*** Opening Extracted records ***
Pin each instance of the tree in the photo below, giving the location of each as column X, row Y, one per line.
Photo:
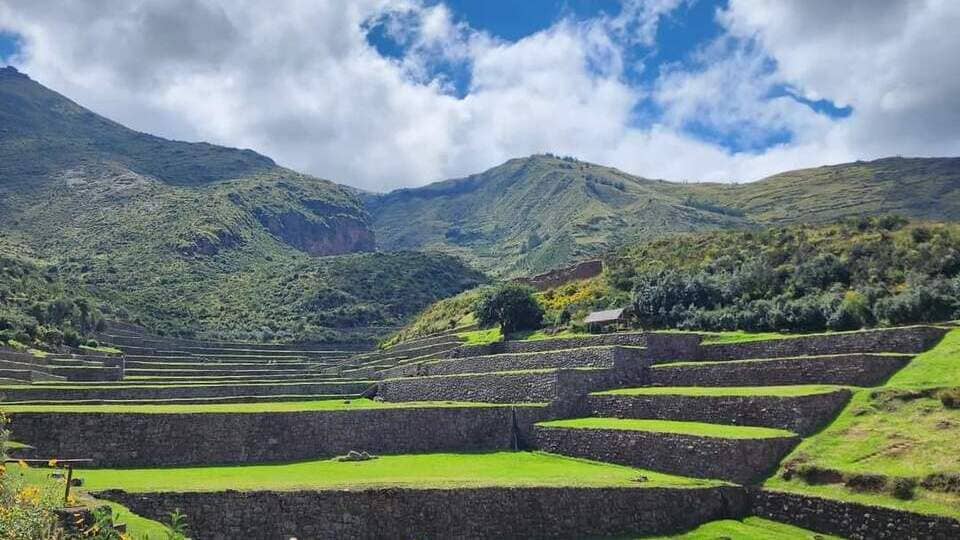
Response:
column 511, row 306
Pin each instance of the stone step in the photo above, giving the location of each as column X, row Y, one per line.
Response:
column 591, row 357
column 87, row 373
column 161, row 392
column 865, row 370
column 904, row 340
column 799, row 409
column 745, row 455
column 538, row 386
column 21, row 375
column 206, row 380
column 150, row 364
column 219, row 370
column 445, row 339
column 268, row 398
column 676, row 345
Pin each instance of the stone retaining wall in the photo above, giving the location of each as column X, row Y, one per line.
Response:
column 442, row 513
column 907, row 340
column 743, row 461
column 87, row 373
column 599, row 357
column 124, row 392
column 514, row 387
column 866, row 370
column 851, row 520
column 630, row 339
column 803, row 415
column 148, row 440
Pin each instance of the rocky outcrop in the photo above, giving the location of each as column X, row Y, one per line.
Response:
column 328, row 235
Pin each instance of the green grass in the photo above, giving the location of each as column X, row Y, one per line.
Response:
column 246, row 408
column 925, row 502
column 899, row 430
column 138, row 527
column 775, row 391
column 666, row 426
column 717, row 338
column 423, row 471
column 102, row 349
column 481, row 337
column 940, row 366
column 751, row 528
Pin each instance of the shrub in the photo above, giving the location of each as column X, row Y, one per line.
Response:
column 950, row 398
column 511, row 306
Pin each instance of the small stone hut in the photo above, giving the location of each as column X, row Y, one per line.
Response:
column 607, row 320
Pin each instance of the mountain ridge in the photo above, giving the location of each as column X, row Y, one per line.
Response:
column 193, row 238
column 601, row 208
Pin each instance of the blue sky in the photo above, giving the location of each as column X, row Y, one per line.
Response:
column 679, row 37
column 383, row 94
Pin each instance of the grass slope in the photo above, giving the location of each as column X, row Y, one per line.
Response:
column 697, row 429
column 751, row 528
column 746, row 391
column 898, row 433
column 418, row 471
column 243, row 408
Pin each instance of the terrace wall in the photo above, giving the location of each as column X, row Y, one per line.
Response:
column 658, row 345
column 598, row 357
column 851, row 520
column 908, row 340
column 737, row 460
column 800, row 414
column 141, row 440
column 511, row 387
column 158, row 392
column 442, row 513
column 852, row 369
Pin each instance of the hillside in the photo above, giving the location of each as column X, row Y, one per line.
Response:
column 800, row 278
column 534, row 214
column 192, row 237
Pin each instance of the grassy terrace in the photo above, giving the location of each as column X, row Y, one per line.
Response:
column 745, row 391
column 251, row 408
column 667, row 365
column 108, row 386
column 901, row 430
column 751, row 528
column 697, row 429
column 421, row 471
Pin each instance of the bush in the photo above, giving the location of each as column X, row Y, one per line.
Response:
column 511, row 306
column 950, row 398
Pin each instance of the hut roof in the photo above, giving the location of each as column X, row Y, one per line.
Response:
column 608, row 315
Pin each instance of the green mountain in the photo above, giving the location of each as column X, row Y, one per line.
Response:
*** Closing Extracted records ***
=== Aim of the task ===
Scan the data above for the word "green", then copy every line that holds it.

=== Worked solution ===
Pin each instance of the green grass in the photo above, giving the location of each as column X, row Y, one per line.
Pin each instance of the green mountain in the photo above, giving the location of each as column X, row Y, one per line.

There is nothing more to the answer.